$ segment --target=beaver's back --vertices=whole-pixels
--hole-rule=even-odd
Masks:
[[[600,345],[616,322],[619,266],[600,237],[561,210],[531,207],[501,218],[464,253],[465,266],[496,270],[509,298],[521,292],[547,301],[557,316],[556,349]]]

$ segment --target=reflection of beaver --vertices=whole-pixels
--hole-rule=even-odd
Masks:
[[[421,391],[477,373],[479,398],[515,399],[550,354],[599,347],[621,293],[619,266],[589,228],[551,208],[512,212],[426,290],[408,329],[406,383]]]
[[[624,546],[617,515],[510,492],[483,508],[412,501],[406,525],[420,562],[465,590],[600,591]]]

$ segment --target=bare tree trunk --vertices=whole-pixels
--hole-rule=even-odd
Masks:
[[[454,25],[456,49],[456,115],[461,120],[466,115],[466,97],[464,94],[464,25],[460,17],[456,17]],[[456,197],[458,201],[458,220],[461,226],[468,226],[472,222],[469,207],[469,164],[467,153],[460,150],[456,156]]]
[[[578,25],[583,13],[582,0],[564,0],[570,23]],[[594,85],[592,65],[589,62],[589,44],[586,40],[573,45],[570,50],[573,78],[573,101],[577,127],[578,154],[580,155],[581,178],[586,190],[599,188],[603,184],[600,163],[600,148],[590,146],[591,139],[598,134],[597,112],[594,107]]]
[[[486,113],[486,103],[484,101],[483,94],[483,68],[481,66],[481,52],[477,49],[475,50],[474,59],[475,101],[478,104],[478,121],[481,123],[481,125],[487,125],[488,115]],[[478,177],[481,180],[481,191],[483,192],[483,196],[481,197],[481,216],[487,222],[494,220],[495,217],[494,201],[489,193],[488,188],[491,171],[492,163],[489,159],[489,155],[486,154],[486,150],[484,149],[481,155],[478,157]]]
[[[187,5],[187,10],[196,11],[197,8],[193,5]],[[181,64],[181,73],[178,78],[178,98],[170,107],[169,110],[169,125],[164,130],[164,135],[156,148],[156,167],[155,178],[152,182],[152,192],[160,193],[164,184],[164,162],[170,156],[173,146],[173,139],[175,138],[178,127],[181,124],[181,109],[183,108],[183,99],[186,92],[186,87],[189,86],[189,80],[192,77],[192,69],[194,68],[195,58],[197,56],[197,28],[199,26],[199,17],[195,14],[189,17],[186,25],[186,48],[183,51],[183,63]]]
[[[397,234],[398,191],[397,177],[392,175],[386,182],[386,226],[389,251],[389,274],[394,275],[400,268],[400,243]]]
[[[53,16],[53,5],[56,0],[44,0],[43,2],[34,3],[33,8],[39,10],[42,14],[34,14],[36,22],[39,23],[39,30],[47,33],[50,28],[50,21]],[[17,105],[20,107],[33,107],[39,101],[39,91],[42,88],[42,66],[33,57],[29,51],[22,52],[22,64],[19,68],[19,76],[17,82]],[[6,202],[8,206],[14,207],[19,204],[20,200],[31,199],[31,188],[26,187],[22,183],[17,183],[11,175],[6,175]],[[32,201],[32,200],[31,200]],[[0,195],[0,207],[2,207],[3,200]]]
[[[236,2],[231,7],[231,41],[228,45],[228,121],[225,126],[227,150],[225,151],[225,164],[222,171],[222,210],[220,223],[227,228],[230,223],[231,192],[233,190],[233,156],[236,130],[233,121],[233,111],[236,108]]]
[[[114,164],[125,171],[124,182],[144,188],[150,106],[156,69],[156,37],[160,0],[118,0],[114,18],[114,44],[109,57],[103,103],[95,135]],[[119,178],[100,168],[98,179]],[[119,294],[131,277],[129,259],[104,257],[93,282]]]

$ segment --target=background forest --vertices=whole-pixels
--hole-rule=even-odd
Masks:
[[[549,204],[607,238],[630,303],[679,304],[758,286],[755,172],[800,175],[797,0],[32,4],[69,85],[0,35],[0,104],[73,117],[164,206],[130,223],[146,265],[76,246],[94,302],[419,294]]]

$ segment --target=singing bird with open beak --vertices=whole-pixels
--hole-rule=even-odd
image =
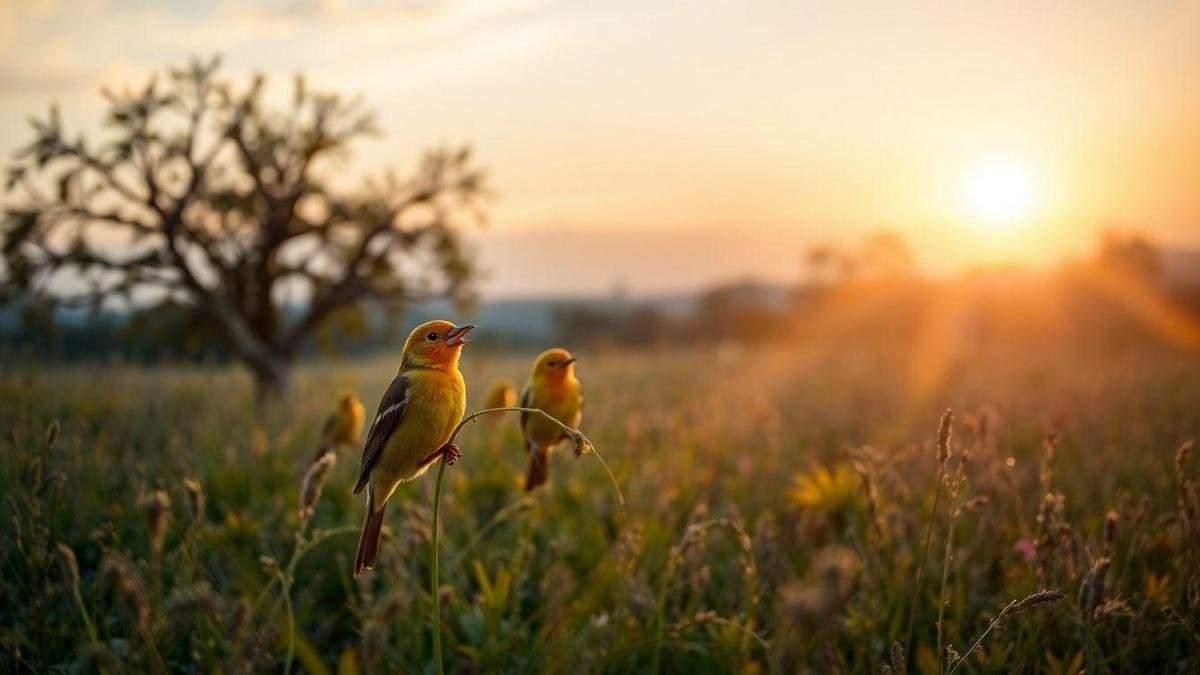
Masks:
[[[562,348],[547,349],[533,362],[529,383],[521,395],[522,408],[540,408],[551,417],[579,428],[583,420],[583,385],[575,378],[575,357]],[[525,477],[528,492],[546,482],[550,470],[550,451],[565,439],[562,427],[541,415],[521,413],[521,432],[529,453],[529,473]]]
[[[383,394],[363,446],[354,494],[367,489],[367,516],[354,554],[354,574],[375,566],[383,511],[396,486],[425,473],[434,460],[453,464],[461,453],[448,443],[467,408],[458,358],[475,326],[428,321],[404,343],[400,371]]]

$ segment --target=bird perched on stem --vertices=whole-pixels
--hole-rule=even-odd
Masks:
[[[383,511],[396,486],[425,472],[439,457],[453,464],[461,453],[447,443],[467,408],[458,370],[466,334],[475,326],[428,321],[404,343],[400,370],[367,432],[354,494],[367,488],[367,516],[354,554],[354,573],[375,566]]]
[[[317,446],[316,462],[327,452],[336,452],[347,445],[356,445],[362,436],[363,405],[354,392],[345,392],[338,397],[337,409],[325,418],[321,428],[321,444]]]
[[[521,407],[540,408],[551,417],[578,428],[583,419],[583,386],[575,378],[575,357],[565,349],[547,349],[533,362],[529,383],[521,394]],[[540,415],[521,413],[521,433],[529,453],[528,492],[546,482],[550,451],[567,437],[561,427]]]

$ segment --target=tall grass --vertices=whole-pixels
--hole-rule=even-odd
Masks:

§

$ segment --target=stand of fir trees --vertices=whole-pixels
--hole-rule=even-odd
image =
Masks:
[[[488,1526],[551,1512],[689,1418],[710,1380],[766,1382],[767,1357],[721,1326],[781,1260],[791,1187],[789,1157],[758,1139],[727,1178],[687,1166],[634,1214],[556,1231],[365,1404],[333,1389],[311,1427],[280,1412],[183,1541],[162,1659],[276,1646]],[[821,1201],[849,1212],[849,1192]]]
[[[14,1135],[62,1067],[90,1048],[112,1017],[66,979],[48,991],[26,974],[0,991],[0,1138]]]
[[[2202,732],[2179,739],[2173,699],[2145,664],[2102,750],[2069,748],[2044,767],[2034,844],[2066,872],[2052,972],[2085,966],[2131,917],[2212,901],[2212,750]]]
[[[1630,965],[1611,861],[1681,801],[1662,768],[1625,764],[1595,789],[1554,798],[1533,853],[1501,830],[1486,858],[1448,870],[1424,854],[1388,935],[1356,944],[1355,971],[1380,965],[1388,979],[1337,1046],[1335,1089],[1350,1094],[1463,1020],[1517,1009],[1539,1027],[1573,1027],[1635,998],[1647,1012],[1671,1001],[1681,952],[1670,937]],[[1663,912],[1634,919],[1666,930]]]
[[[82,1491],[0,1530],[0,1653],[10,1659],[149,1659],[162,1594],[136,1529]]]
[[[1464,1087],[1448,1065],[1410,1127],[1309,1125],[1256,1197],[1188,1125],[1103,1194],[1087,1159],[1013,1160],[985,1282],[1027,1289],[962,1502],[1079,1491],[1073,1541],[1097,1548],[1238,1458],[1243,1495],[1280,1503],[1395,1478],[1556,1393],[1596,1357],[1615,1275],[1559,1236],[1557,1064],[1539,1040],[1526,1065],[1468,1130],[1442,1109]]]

§

• Aim of the exercise:
Answer with one number: how many lines in the listing hold "vertices".

• Answer below:
8